Contrasting effect of elevated atmospheric CO2 on the C/N ratio of faba bean and spring wheat residues exert only minor changes in the abundance and enzyme activities of soil proteolytic bacteria

- Both proteolytic genes revealed an inconsistent response to the residue types.
- No relationship between activity potentials and gene abundance was found.
- This implied the presence of inactive proteolytic populations in studied soils.
- A likely functional redundancy among proteolytic genes was noticed.

Our primary objective was to follow the effects of altered C/N ratios of two residue materials on the abundance and potential activities of soil proteolytic bacteria during the initial stages of decomposition of organic residue derived nitrogen (N), taking into account the explicit physiological responses of spring wheat (SW; increase of C/N ratio) and faba bean (FB; decrease of C/N ratio) to elevated carbon dioxide (CO2) exposure. FB and SW residues were obtained from a Mini-FACE experiment (ambient (380 μl l−1) CO2:C/N ratio FB: 100:1; SW: 75:1), elevated (550 μl l−1) CO2 (FB: 42:1; SW: 105:1)) and incubated in a stagnic luvisol (Ap-horizon, 0-10 cm). Soil samples were obtained at 7, 14, 28, and 56 days of incubation and measured for potential activities of thermolysin-like neutral metalloproteases and alanyl-aminopeptidases as well as abundances of corresponding genes (i.e., neutral metalloproteases (npr) and alanine aminopeptidases (pepN)). It was our major finding that distinct C/N ratios revealed only minor and inconsistent effects on gene abundances and potential enzyme activities. There was no relationship between activity potentials of both enzymes and abundances of corresponding genes implying the presence of inactive proteolytic bacteria. Moreover, a likely functional redundancy among proteolytic genes was noticed as explained by the omnipresence of Firmicutes (i.e., npr gene) as well as α- and β-proteobacteria (i.e., pepN gene) in studied soils. It was concluded that for prospective research, a greater variety of organic residue types from crops cultivated under elevated CO2 with their individual biochemical characteristics should be considered to get a closer understanding of the ecological significance and complex dynamics of hitherto largely overlooked proteolytic bacteria in agricultural ecosystems.

◆ **Stored records**

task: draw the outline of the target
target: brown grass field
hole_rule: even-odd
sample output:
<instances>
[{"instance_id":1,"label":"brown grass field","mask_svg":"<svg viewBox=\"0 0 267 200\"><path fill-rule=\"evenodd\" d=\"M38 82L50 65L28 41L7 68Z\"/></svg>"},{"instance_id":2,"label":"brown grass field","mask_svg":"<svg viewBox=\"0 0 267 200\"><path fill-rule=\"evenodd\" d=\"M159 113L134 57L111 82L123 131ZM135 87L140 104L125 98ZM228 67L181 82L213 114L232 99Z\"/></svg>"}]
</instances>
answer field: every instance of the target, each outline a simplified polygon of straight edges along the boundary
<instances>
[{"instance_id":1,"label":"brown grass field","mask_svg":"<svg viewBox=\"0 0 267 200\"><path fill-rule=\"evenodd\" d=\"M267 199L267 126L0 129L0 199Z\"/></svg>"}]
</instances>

◆ **EXERCISE INSTRUCTIONS**
In the abstract on elevated CO2 and soil proteolytic bacteria, on which days of incubation were soil samples obtained?

◆ **SOLUTION TO THIS EXERCISE**
At 7, 14, 28, and 56 days of incubation.